Aim of the exercise:
Give back, word for word, the line that contains "Where can the wet" and every line that follows it in the data below.
====
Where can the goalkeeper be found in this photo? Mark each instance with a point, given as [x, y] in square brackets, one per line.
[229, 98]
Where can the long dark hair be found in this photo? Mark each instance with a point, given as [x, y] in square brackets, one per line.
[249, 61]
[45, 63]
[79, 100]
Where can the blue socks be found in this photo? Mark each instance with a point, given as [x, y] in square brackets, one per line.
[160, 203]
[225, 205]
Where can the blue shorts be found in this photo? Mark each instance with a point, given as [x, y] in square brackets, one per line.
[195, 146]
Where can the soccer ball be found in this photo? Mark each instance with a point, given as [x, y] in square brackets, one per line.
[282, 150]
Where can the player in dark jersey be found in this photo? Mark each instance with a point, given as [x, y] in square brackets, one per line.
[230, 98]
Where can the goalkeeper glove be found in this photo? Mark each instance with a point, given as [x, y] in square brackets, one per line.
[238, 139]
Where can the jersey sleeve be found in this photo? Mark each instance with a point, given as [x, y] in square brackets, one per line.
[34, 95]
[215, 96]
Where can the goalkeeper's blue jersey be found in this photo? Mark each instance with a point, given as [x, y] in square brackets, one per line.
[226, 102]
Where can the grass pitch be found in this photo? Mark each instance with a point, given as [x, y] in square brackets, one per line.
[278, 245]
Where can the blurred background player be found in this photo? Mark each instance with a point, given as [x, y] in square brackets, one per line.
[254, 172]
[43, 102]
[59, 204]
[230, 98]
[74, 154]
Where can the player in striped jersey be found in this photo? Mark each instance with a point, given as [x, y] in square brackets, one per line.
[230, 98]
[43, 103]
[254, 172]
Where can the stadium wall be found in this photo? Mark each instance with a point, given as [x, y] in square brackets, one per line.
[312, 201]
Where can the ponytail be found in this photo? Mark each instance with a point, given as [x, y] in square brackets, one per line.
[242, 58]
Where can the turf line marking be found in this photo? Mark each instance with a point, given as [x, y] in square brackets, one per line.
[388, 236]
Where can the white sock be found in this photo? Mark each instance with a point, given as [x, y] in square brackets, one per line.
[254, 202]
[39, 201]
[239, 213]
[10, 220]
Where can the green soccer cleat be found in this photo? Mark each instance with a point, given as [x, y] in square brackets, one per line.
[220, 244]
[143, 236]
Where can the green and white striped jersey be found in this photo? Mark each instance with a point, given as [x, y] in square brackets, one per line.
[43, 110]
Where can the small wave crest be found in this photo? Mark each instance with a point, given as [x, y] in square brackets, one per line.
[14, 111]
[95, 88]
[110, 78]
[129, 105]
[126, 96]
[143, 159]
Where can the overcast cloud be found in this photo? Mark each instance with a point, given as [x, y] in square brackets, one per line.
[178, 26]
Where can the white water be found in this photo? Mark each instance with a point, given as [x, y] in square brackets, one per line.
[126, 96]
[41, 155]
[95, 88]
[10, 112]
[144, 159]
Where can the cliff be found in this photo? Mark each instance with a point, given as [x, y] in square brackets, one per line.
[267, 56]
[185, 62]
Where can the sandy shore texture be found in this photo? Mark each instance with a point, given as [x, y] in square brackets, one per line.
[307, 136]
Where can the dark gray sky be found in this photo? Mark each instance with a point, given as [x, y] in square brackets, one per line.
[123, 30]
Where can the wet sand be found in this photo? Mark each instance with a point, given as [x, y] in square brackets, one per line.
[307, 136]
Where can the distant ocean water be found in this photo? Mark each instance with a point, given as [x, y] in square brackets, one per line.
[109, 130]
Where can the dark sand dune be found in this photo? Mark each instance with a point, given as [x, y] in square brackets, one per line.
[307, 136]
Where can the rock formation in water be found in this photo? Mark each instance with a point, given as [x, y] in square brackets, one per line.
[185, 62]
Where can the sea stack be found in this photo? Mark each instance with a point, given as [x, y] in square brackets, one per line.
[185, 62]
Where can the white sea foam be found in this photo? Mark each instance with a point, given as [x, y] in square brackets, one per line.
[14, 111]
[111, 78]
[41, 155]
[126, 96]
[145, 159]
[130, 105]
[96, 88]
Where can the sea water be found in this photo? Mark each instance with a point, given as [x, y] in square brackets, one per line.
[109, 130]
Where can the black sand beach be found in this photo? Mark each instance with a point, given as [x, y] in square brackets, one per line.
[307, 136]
====
Task response:
Where can the wet sand be found in this photo? Mark each instance with a point, given as [x, y] in square brackets, one per line.
[307, 136]
Where can the distant ocean water be found in this photo? Mark each instance with a point, given as [x, y] in square brackets, one per line.
[109, 130]
Where can the dark sand dune be found in this photo? Mark each instance with a point, given as [x, y] in square brackets, one per line.
[307, 136]
Where can the rock formation in water be found in this photo? Mark each instance with a point, given as [x, y] in square brackets, one per line.
[185, 62]
Where can the sea stack be found in this photo? Mark each instance with a point, given as [x, y] in square brackets, one per line.
[185, 62]
Where can the white sea foam be found in this photo? Mark each instance with a point, given as [x, y] in square brackets, one per line.
[14, 111]
[111, 78]
[41, 155]
[126, 96]
[145, 159]
[130, 105]
[96, 88]
Where can the sea water be found in this photo? Mark each instance with a point, given as [x, y] in square brackets, one per line.
[109, 130]
Where can the black sand beach be found in this photo? Mark each instance with a point, given as [x, y] in square brackets, one per line.
[307, 136]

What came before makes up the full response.